=== Begin Enclosure ===
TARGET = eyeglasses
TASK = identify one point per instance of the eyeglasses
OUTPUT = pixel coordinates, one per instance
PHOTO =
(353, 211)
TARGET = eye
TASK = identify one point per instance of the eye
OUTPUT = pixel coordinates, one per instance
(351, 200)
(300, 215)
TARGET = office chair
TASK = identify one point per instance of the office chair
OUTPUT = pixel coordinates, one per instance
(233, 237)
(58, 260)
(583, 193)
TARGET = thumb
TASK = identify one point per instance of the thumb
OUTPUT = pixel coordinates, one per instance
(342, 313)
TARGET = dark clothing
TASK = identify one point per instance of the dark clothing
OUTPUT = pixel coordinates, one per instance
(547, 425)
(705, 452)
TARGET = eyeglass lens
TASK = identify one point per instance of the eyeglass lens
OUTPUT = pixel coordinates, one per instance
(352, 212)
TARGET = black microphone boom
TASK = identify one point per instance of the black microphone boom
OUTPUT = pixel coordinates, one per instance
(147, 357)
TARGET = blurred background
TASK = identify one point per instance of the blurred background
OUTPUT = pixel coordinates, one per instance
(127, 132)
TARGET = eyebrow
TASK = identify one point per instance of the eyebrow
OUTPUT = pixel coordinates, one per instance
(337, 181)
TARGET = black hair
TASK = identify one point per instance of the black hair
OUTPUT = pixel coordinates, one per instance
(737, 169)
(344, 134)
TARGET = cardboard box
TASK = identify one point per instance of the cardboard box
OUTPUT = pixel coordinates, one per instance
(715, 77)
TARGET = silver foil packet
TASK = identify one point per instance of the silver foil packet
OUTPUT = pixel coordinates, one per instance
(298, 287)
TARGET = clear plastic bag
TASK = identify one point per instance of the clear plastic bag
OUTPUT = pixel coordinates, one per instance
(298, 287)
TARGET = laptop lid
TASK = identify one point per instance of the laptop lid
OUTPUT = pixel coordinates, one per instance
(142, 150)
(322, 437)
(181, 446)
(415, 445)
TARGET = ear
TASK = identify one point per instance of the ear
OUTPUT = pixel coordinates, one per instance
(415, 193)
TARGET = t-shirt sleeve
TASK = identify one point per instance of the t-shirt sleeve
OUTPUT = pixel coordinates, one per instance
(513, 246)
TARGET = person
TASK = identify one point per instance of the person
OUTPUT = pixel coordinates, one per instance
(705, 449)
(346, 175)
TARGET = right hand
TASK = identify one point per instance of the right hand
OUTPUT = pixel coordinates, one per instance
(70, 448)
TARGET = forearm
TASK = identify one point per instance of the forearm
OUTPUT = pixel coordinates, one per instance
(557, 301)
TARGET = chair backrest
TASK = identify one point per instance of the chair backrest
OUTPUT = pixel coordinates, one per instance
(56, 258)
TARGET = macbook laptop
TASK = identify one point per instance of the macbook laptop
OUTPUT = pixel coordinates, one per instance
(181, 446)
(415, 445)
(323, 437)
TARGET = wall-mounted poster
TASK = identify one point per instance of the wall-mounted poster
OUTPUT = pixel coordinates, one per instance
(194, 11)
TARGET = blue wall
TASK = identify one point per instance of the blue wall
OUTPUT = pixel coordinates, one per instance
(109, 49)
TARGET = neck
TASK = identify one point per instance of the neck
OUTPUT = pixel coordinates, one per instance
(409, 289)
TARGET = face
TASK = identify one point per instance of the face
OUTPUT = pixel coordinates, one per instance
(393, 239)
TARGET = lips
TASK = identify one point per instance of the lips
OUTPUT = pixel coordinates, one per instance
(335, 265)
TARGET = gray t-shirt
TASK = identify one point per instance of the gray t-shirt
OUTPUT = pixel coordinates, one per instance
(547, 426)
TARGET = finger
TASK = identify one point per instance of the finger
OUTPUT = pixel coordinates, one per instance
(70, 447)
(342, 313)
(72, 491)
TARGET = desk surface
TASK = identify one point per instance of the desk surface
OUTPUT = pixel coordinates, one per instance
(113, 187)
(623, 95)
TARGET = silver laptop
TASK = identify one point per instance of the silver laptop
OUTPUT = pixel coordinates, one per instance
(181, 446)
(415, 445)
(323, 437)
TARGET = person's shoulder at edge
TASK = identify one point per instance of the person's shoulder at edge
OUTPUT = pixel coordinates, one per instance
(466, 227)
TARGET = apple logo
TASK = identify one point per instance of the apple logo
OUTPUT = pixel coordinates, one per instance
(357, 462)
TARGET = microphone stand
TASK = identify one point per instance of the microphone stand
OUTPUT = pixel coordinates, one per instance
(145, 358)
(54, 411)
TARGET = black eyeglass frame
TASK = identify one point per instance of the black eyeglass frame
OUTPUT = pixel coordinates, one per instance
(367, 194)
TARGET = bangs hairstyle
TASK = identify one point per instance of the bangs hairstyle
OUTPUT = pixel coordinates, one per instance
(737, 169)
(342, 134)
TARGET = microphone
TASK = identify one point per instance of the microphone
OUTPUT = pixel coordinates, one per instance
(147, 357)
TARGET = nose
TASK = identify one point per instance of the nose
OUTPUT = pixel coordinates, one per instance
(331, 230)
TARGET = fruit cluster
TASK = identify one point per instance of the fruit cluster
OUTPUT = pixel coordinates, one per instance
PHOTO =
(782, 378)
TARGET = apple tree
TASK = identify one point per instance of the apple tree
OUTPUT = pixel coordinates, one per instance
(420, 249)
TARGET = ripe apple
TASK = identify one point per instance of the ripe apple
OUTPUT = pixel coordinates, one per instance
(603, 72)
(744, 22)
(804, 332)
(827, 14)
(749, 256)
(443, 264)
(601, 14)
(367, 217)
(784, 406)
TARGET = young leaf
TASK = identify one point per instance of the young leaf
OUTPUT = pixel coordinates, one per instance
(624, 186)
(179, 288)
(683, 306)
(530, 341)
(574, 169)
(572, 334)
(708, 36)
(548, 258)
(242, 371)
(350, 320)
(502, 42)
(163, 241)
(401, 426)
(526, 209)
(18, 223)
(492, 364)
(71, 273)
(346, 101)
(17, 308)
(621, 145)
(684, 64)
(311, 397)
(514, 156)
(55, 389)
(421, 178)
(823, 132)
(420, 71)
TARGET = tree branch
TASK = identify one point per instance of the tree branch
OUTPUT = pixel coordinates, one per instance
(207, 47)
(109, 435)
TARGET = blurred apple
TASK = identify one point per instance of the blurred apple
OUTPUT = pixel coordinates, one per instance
=== End Enclosure ===
- _Exercise_
Please retype the listing word for word, from its first line through the line containing "TASK = identify one point per instance of the office", and add nothing else.

- _Completed task_
TARGET = eyeglasses
TASK = identify one point per instance of the eyeglasses
OUTPUT = pixel coordinates, one per instance
PHOTO =
(353, 211)
TARGET = eye
TASK = identify one point per instance of the eye
OUTPUT = pixel coordinates, one per instance
(351, 200)
(300, 215)
TARGET = office chair
TASK = identify one point per instance of the office chair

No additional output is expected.